Assignment – Which lines run from the one containing "even-odd fill" to the end of the entries? Copy them exactly, both ends included, and give nothing else.

-------------------------

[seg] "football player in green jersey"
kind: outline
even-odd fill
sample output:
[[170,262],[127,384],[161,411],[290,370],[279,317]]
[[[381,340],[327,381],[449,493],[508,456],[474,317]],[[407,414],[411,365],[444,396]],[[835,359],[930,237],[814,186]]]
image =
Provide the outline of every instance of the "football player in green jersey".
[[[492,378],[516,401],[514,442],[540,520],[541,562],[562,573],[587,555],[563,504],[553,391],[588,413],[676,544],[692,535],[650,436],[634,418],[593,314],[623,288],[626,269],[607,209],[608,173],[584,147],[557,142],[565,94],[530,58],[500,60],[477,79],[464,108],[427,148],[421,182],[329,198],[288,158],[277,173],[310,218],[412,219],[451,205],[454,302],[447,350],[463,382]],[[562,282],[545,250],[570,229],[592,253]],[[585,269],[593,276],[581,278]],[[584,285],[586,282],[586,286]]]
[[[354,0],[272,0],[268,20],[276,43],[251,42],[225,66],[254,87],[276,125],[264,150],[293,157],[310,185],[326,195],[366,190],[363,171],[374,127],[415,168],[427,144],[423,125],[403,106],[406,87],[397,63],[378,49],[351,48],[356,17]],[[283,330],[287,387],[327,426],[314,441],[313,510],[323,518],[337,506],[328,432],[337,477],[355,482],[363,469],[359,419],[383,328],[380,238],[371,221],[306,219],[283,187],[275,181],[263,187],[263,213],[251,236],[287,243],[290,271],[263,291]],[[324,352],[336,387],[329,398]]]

-------------------------

Response to the task –
even-odd fill
sample output:
[[170,262],[127,384],[161,411],[290,370],[279,317]]
[[[381,340],[327,381],[449,493],[508,456],[474,317]],[[407,414],[411,365],[444,396]],[[835,359],[930,237],[814,186]]]
image =
Provide the outline of every instance of the "football player in green jersey".
[[[492,378],[516,401],[514,442],[540,520],[541,562],[562,573],[587,555],[563,504],[553,391],[588,413],[676,544],[692,535],[650,436],[634,418],[593,314],[623,288],[626,269],[607,209],[608,173],[584,147],[557,142],[565,94],[530,58],[500,60],[477,79],[464,108],[427,148],[421,182],[329,198],[288,158],[277,173],[310,218],[412,219],[451,205],[454,302],[447,350],[463,382]],[[562,282],[545,250],[570,229],[592,253]],[[585,269],[593,276],[581,278]],[[584,285],[586,282],[586,286]]]
[[[354,0],[272,0],[268,20],[276,43],[251,42],[225,66],[254,87],[276,125],[264,150],[293,157],[310,185],[326,195],[366,190],[363,171],[374,127],[415,168],[427,144],[423,125],[403,106],[406,87],[397,63],[378,49],[351,48],[356,17]],[[283,330],[287,387],[327,426],[314,441],[313,510],[323,518],[337,506],[328,432],[337,477],[355,482],[363,469],[359,419],[383,328],[380,238],[371,221],[306,219],[283,187],[275,181],[263,187],[263,213],[251,236],[287,243],[290,271],[263,291]],[[324,352],[336,387],[329,398]]]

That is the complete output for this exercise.